EXCERPTED PASSAGE:
**********
Here’s an area of book collection that no one that I am aware of has yet to focus upon: Collecting the modern memoir, arguably the most popular genre in non-fiction today, a form seemingly irresistible to writers, publishers, and readers, and one that tells as much about us as consumers of such and the culture that spawns so many by so varied a group of memoirists, as it does about the people who write them. We are enthralled by tales of overcoming odds, and of fall and redemption; they are routine best-sellers. Following the Augustinian formula, it helps to have erotic bats in the belfry that screw-up one’s life, if not enjoyment (deliver me from evil but not until I’m completely fed up with it). All too often, alas, it’s the memoirist dancing the Limbo“How low can you go?” Pretty low, it turns out but not so low: Soon, another memoirist will raise the ante with a “top this!” tale of rock-bottom. And that memoir will be topped, again.

A modern memoirist at work.
**********
DATA LINES:
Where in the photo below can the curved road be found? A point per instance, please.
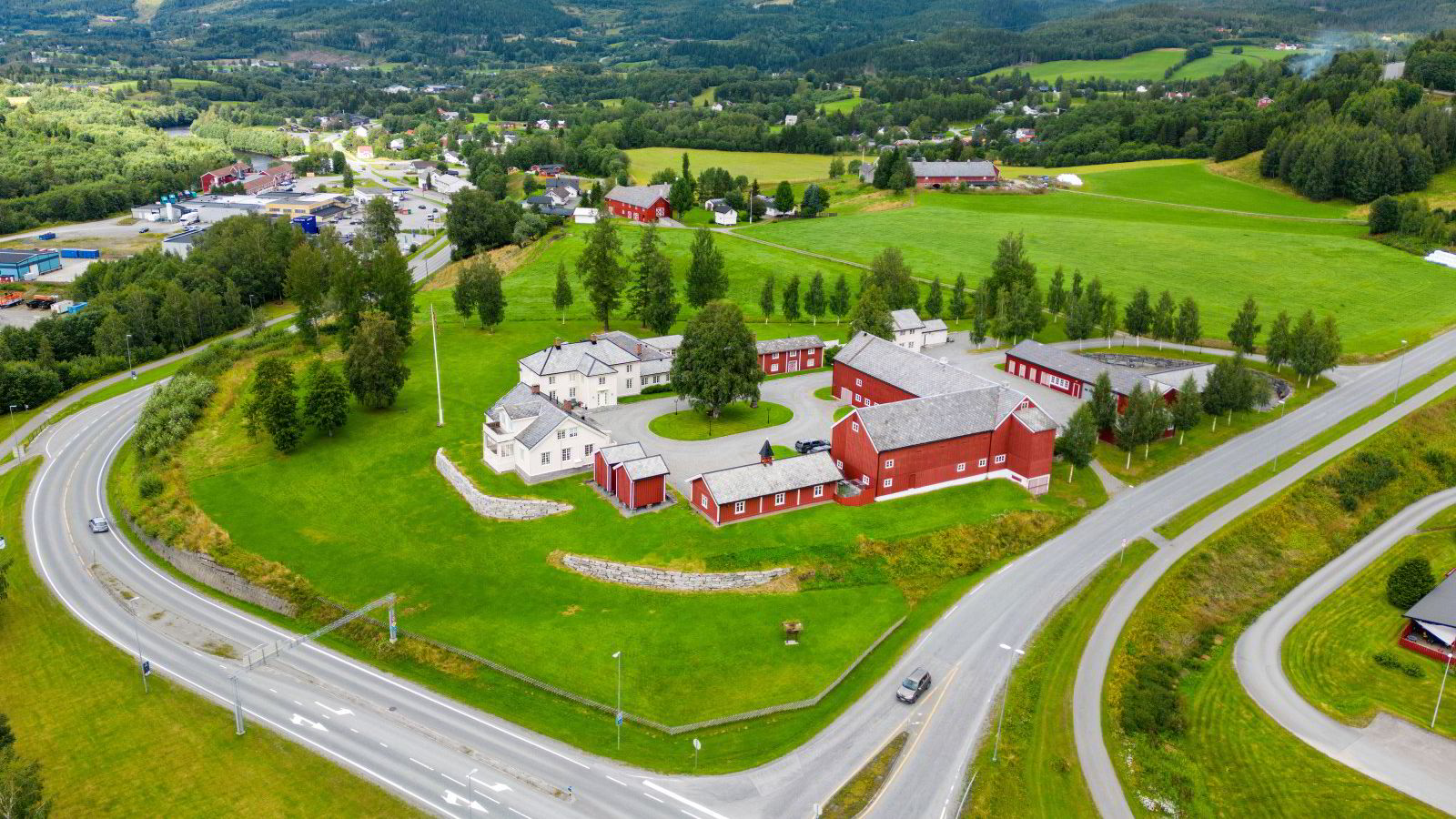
**********
WHAT YOU ARE ASKED TO DO: Continue the essay on collecting modern memoirs from its last line, writing the next few paragraphs.

RESPONSE BELOW:
At it’s purest, the memoir provides its writer with a means toward self-understanding that, ideally, informs the reader to a similar end; the best are unburdening prayers leading to a satisfying amen by the reader. All too often, however, the modern memoir is a flag staked into the ground simply asserting, I am here!, and it may be that, in a culture that celebrates individuality and freedom yet actually affords less and less (an endless array of consumer choices is not a means to genuine self-expression and individuality), the assertion becomes a rallying cry, the memoirist’s story a declaration that we are each unique human beings, dammit, not blank faces in a formless crowd; we are individuals with stories to tell that must be told, even if they’re bogus (think James Frey’s A Million Little Slices of Baloney). In this sense, even the worst are political statements.

But for honest, profoundly in-depth, sincere self-examination and prayer within which emerged a moral philosophy that has influenced every single person in the Western world ever since, look no further than than this book, No memoir/autobiography is as important and consequential as the Confessions of St. Augustine.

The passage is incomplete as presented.